Care and Cleaning........................................................................16
Okay, now for the stuff we have to tell you up front. Just keep
in mind, if you choose to install the cabinets yourself, we really
have no control over the installation—so you take on the full
responsibility and liability for getting things done correctly and
safely.
INSTALLATION INSTRUCTIONS – LIABILITY DISCLAIMER
When you use these instructions, you are consenting to be bound
by the provisions in this paragraph. These instructions provide an
illustrative method for installing American Woodmark Corporation
(“AWC”) cabinets. AWC’s instructions are not intended to address
every possible contingency that might be encountered during
installation or to endorse the use of any particular tools.
DISCLAIMER: AWC HAS DILIGENTLY TRIED TO ILLUSTRATE
AND DESCRIBE THE INSTALLATION OF THE PRODUCTS IN THIS
LITERATURE CLEARLY AND ACCURATELY; HOWEVER, SUCH
ILLUSTRATIONS AND DESCRIPTIONS DO NOT EXPRESS OR IMPLY A
WARRANTY OF ANY KIND, INCLUDING BUT NOT LIMITED TO ANY
WARRANTY THAT THE PURCHASER WILL BE ABLE TO OBTAIN A
PARTICULAR RESULT, OR THAT THE PRODUCTS OR INSTRUCTIONS
ARE MERCHANTABLE, OR FIT FOR A PARTICULAR PURPOSE, OR
THAT THE INSTALLED PRODUCTS WILL NECESSARILY CONFORM
TO THE ILLUSTRATIONS OR DESCRIPTIONS OR DIMENSIONS.
THESE INSTRUCTIONS DO NOT ENLARGE OR OTHERWISE MODIFY
THE LIMITED WARRANTY RECEIVED WHEN YOU PURCHASED
YOUR CABINETS, IF ANY. AWC HEREBY EXPRESSLY DISCLAIMS
ALL WARRANTIES AND ALL LIABILITY FOR ANY CLAIMS FOR
INJURY OR DEATH RELATED TO OR BASED UPON THE USE OF
THESE INSTALLATION INSTRUCTIONS AND ANY INSTALLATION
INSTRUCTIONS OTHERWISE PROVIDED BY AWC. AWC IS NOT
RESPONSIBLE FOR ANY INACCURACIES, OMISSIONS OR TYPOS IN
THIS GUIDE.

..........

REQUESTS
1. In the cabinet installation guide, turn the paragraph that begins "When you use these instructions" into a short bulleted list that keeps its main facts.
2. Write the next part of the cabinet installation guide, picking up right after its final sentence.

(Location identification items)
..........

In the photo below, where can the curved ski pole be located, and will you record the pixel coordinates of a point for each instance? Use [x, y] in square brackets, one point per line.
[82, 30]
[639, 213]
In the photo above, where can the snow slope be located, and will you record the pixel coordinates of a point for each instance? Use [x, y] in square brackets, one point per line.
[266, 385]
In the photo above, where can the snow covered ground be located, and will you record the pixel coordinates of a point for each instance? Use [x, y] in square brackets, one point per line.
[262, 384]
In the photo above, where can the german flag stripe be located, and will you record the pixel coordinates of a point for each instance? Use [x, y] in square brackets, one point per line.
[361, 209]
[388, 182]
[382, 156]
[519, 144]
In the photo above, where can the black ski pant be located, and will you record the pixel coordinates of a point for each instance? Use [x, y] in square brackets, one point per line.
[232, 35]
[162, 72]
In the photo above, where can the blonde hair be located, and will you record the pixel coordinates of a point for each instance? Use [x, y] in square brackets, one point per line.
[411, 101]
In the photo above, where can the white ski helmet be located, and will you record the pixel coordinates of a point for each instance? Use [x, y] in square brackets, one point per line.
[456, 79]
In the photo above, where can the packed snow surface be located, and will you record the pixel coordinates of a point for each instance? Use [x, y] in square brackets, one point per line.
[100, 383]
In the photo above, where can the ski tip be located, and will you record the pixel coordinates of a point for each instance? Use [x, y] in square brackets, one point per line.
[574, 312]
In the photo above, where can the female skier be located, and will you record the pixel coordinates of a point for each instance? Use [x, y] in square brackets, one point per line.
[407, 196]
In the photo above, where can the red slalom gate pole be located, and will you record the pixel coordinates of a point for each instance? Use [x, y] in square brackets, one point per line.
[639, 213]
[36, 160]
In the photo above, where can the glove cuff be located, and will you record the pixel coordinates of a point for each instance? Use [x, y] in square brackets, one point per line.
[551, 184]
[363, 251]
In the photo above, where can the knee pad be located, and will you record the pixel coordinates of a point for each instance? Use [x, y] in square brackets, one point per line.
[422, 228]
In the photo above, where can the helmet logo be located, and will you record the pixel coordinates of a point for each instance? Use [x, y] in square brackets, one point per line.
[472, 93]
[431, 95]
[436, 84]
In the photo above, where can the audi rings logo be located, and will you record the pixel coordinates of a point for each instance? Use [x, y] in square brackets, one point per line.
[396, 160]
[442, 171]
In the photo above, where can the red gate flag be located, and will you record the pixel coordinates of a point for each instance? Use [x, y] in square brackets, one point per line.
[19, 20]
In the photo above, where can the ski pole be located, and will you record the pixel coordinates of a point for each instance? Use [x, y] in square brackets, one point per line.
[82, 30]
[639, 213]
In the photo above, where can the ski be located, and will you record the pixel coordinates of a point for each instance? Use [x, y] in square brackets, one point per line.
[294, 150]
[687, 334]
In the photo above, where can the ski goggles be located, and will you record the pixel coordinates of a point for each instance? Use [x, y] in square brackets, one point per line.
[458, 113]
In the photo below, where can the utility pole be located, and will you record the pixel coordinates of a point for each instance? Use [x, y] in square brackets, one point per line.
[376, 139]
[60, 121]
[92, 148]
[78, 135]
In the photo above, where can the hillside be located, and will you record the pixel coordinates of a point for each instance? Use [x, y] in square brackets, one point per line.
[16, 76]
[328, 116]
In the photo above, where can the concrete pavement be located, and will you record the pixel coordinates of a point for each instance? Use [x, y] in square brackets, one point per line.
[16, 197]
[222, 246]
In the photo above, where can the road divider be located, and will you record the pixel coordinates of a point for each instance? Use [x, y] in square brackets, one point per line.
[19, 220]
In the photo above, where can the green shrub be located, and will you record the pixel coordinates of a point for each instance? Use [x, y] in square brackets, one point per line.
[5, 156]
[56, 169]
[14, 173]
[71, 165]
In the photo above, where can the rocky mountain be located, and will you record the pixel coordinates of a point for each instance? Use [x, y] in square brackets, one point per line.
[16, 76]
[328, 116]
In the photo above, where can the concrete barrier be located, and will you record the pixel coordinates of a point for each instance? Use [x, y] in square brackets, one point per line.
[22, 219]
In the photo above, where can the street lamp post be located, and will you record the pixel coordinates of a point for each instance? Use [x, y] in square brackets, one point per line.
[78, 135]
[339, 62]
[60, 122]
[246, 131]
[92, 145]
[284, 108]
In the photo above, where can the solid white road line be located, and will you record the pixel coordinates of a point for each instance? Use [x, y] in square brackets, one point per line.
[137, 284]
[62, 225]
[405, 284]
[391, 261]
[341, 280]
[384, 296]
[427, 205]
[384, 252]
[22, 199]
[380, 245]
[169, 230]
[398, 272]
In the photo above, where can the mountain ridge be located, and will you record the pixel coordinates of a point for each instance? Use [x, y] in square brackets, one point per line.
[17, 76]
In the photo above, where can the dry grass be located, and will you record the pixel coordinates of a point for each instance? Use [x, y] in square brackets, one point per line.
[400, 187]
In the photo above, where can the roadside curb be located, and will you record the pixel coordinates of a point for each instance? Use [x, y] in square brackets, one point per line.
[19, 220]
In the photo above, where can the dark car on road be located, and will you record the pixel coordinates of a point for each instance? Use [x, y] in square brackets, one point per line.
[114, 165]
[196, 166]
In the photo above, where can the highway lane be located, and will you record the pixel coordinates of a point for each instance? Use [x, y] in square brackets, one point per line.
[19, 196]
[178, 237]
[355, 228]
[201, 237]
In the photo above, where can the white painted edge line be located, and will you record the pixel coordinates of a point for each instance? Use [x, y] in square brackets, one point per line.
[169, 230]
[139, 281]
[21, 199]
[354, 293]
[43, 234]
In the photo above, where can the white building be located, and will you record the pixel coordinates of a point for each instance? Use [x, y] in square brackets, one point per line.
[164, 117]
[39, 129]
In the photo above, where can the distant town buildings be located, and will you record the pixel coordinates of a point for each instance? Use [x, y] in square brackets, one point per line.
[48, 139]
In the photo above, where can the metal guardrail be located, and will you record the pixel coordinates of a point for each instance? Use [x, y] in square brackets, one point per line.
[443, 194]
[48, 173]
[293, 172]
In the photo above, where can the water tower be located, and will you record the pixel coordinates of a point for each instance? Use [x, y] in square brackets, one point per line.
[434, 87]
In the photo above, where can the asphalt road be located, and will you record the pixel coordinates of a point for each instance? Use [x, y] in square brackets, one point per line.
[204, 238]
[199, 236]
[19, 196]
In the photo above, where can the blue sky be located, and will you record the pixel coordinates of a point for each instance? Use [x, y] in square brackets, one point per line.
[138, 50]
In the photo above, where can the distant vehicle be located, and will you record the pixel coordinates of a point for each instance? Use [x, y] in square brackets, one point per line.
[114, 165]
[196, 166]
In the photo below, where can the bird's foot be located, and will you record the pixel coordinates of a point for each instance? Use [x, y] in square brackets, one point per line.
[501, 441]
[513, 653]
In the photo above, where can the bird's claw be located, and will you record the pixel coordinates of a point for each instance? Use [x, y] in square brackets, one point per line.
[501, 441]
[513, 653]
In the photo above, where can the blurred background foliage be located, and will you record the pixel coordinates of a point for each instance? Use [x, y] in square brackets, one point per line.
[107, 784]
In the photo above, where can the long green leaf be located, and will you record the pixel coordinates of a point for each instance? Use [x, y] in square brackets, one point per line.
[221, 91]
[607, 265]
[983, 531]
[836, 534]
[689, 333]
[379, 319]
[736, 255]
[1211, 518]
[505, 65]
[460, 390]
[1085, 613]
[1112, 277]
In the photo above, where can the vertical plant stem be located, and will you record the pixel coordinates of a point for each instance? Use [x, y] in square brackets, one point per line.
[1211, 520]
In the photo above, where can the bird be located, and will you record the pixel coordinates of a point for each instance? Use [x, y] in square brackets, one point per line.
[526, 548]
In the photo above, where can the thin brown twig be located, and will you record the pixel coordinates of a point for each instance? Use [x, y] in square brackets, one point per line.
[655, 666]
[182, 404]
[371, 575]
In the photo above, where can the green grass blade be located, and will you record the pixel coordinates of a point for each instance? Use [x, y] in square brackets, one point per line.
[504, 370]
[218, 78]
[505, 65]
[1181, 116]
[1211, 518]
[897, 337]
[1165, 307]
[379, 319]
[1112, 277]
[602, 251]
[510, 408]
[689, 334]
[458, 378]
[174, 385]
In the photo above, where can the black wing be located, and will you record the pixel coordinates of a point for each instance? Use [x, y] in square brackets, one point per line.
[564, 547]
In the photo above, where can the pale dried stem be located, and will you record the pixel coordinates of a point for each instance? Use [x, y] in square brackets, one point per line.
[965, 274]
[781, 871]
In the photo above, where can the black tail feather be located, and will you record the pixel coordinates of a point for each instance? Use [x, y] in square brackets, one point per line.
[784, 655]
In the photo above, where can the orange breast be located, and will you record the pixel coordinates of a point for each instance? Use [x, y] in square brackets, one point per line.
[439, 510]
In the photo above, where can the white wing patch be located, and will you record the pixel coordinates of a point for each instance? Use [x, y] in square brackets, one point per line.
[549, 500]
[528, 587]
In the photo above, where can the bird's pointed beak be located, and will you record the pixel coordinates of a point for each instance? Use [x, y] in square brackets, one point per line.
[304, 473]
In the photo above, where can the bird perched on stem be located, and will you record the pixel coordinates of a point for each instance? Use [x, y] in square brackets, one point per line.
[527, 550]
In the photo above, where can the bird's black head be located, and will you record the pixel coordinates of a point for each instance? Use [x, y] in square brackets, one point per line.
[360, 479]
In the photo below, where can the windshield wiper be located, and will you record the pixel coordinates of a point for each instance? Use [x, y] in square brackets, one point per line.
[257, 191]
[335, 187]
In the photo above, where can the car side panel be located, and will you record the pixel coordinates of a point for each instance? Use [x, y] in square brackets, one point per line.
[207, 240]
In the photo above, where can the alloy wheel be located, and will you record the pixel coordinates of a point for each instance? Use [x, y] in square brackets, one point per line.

..........

THE RESULTS
1.
- Using these instructions means you agree to the terms in this paragraph.
- The instructions show one sample method for installing American Woodmark Corporation ("AWC") cabinets.
- They are not meant to cover every situation that could come up during installation.
- They do not endorse the use of any particular tools.

2.
The Secret is the Preparation
Before You Get Started…
If you’re planning to do it yourself, first ask yourself a few
questions.
1
Do you have some experience with carpentry?
2 Do you have your own tools?
3 Are you handy with a measuring tape and able to handle a
drill, saw and screwdriver?
4 Are you experienced and qualified to do basic plumbing
and electrical tasks?
5 Do you understand terms like miter cut, level and plumb?
If you passed this little quiz, you may be able to install your own
cabinetry. However, if you’re not an experienced do-it-yourselfer,
you may be better off leaving this task to the pros.
Before You Begin
1 Check your inventory to be sure you received your entire
order. If there are any missing or improper parts, contact
your designer or customer service.
2 AWC recommends that no fewer than two people work
together to install these cabinets.
3 Read and understand the entire installation guide prior to
beginning the install.
Safety Precautions
DANGER
TO REDUCE THE RISK OF SERIOUS OR FATAL INJURY FROM
FIRE, EXPLOSION OR ELECTROCUTION, IF GAS LINE OR
ELECTRICAL WORK IS INVOLVED, HAVE THE WORK DONE BY
A UTILITY COMPANY OR QUALIFIED SERVICE PROFESSIONAL.
To reduce the risk of shock, explosion or injury,
turn off all gas, electrical and water connections
prior to performing any work. Shut off the power
to all appliances and receptacles in the kitchen,
including lights, at the fuse-breaker box. Use a
circuit tester to make sure power is off.
Once you have ensured that the gas, water and electric in the
room are turned off, that the plumbing, gas and power supplies
are properly capped, and have removed the old cabinetry and
baseboards, you need to assess the room. Take special note of the
floors and walls. Use a level or straightedge to determine high spots
and other imperfections. Mark any bumpy or bulging areas. You
may have to prep the walls and floors if things are not plumb, level
and square. (Many people prefer to repaint and replace the flooring
while the room is empty.) The time you spend preparing the room
will ensure a smoother, easier installation of the cabinetry.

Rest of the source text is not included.